Daya Dukung Lingkungan Hidup/D3TLH - Sektor Air Minum di Kota Depok.
Kata Kunci: Analisis Distribusi Spasial,
Autokorelasi Spasial, Korelasi Rank Spearman
Abstract
Development
of Depok City has led to changes in land use, with the emergence of sprawl such
as ribbon development and leapfrog development. Negative impacts of urban
sprawl in Depok City include traffic congestion, floods, air pollution, and water
contamination. The aim of this research is to explore the relationship between
urban sprawl and the environmental carrying capacity conditions in the water
sector in Depok City. The analytical methods used in this study are spatial
distribution analysis, spatial autocorrelation, and Spearman’s rank
correlation. The research findings indicate that the urban sprawl development
occurring in the city of Depok over the past 10 years shows indications of a
decreasing trend in urban sprawl, with the discovery of the Low Sprawl index
dominating 84.43% during the second period, from 2018 to 2023. However, during
the period of 2013 to 2018, findings show that the Strong Sprawl tendency was
more dominant, likely leading towards the outskirts of Depok city due to relatively
inexpensive land prices and unimplemented zoning regulations. Furthermore, the
typology of urban sprawl that occurred experienced a shift from a tendency
towards ribbon development to leapfrog sprawl, which attempts to fill the empty
spaces resulting from ribbon development during the period from 2013 to 2018.

_Data yang Ditampilkan_
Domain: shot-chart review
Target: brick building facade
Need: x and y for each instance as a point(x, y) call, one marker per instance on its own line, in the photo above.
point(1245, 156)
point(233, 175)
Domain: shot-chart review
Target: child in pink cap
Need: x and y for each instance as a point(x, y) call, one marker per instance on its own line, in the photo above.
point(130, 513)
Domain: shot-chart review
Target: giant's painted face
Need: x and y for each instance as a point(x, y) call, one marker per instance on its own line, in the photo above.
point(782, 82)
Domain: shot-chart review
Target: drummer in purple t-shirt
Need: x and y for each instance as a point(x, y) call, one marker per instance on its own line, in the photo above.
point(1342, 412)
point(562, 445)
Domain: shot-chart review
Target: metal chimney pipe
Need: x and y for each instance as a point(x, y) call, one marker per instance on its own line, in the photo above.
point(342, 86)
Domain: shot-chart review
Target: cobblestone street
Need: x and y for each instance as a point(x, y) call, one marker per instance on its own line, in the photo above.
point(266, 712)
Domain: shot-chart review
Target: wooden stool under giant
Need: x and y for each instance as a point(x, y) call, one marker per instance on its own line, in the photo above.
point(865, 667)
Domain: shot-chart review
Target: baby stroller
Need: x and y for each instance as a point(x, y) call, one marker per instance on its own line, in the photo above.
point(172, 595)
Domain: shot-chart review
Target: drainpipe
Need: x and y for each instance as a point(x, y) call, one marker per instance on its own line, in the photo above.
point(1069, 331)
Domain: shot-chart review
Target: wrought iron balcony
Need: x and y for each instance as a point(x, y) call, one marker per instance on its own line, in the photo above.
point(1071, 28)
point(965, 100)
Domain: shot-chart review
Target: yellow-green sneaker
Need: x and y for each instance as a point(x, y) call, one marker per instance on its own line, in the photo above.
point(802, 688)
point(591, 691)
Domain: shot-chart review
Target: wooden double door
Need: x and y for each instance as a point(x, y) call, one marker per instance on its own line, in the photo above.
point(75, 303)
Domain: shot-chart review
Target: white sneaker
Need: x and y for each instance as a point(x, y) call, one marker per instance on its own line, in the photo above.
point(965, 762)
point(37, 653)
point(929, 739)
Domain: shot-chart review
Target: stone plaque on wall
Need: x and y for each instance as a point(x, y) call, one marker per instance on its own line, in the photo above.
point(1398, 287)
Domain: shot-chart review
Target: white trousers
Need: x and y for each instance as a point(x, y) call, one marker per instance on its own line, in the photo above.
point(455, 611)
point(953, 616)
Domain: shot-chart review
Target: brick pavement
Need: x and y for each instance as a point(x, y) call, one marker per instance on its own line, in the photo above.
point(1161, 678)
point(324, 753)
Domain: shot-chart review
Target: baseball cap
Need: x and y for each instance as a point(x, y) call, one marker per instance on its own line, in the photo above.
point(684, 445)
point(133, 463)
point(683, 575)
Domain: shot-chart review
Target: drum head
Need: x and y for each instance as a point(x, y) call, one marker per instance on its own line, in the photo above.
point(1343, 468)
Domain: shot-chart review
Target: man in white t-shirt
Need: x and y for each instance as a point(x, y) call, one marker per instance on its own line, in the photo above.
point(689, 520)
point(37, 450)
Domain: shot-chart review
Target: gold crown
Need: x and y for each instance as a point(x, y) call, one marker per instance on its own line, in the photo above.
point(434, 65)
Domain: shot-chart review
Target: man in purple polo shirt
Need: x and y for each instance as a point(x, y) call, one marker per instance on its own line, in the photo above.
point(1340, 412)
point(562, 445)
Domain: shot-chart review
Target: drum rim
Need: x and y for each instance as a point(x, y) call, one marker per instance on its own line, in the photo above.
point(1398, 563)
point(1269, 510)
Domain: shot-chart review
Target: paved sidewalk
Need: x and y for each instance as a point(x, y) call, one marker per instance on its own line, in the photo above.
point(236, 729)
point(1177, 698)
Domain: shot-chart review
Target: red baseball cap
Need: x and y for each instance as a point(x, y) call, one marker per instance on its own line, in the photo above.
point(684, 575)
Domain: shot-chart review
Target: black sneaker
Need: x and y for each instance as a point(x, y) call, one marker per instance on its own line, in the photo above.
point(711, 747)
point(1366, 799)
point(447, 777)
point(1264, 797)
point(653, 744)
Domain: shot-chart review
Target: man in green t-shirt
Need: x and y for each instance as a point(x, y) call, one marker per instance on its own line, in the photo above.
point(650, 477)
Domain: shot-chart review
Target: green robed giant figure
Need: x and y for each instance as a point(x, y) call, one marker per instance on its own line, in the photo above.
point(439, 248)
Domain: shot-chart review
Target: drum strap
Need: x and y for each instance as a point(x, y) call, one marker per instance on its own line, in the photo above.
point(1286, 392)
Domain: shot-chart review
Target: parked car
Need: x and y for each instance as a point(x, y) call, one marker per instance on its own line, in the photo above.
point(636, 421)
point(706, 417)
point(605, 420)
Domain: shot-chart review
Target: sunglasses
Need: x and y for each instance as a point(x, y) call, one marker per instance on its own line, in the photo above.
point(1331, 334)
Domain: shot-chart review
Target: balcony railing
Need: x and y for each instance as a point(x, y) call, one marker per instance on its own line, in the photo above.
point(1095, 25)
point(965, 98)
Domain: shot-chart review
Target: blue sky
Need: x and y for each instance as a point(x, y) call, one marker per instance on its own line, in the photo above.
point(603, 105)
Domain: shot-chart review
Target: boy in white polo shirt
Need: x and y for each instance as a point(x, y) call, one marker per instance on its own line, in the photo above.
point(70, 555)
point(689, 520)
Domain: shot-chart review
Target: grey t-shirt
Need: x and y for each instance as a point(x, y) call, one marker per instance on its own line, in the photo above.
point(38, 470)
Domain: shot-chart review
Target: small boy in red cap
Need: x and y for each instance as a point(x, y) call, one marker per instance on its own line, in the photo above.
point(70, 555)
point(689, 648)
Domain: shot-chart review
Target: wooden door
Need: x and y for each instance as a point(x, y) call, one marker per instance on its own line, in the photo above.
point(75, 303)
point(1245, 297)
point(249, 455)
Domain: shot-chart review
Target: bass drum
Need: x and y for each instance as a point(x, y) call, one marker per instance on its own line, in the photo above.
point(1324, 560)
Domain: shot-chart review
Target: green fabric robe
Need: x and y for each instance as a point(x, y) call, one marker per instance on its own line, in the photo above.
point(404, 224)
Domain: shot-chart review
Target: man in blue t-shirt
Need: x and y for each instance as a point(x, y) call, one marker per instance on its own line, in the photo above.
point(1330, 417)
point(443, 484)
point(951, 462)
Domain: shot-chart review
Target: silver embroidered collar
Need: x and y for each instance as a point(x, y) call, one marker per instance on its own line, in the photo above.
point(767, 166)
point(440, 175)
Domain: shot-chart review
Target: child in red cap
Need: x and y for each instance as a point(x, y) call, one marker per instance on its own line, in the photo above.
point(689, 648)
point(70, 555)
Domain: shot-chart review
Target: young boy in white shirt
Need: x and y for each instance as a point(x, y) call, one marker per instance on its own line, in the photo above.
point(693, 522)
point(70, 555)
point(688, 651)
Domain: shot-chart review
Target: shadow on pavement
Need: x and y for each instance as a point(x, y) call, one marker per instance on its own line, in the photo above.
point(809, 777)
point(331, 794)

_Tugas Anda_
Teruskan teks bacaan tentang urban sprawl di Kota Depok, mulai setelah kalimat terakhir yang tercantum dan dalam bahasa yang sama.

_Hasil_
On the other hand, the urban sprawl development during the period from 2018 to
2023 indicates a significant relationship with the Environmental Carrying
Capacity Status/ D3TLH - Water Sector, albeit with a weak negative direction.
These indications also suggest that neither non-sprawl, low sprawl, nor strong
sprawl are the main and strong determinants of exceeding 81% of the
Environmental Carrying Capacity Status/ D3TLH - Water Sector in Depok city.
Keywords: Spatial Distribution Analysis,
Spatial Autocorrelation, Spearman’s Rank Correlation
Pendahuluan
Kota Depok
yang
merupakan bagian dari wilayah Metropolitan Jabodetabek, telah mengalami
pertumbuhan yang luar biasa dalam beberapa dekade terakhir (Wibisono et al., 2019). Data
dari Badan Pusat Statistik (BPS) menunjukkan bahwa populasinya telah meningkat
dari sekitar 1,75 juta jiwa pada tahun 2010 menjadi lebih dari 2,4 juta jiwa
pada tahun 2020 (BPS, 2024). Kepadatan populasi juga
meningkat pesat, dari 3.627 jiwa per kilometer persegi pada tahun 2010 menjadi
5.142 jiwa per kilometer persegi pada tahun 2020 (BPS, 2024).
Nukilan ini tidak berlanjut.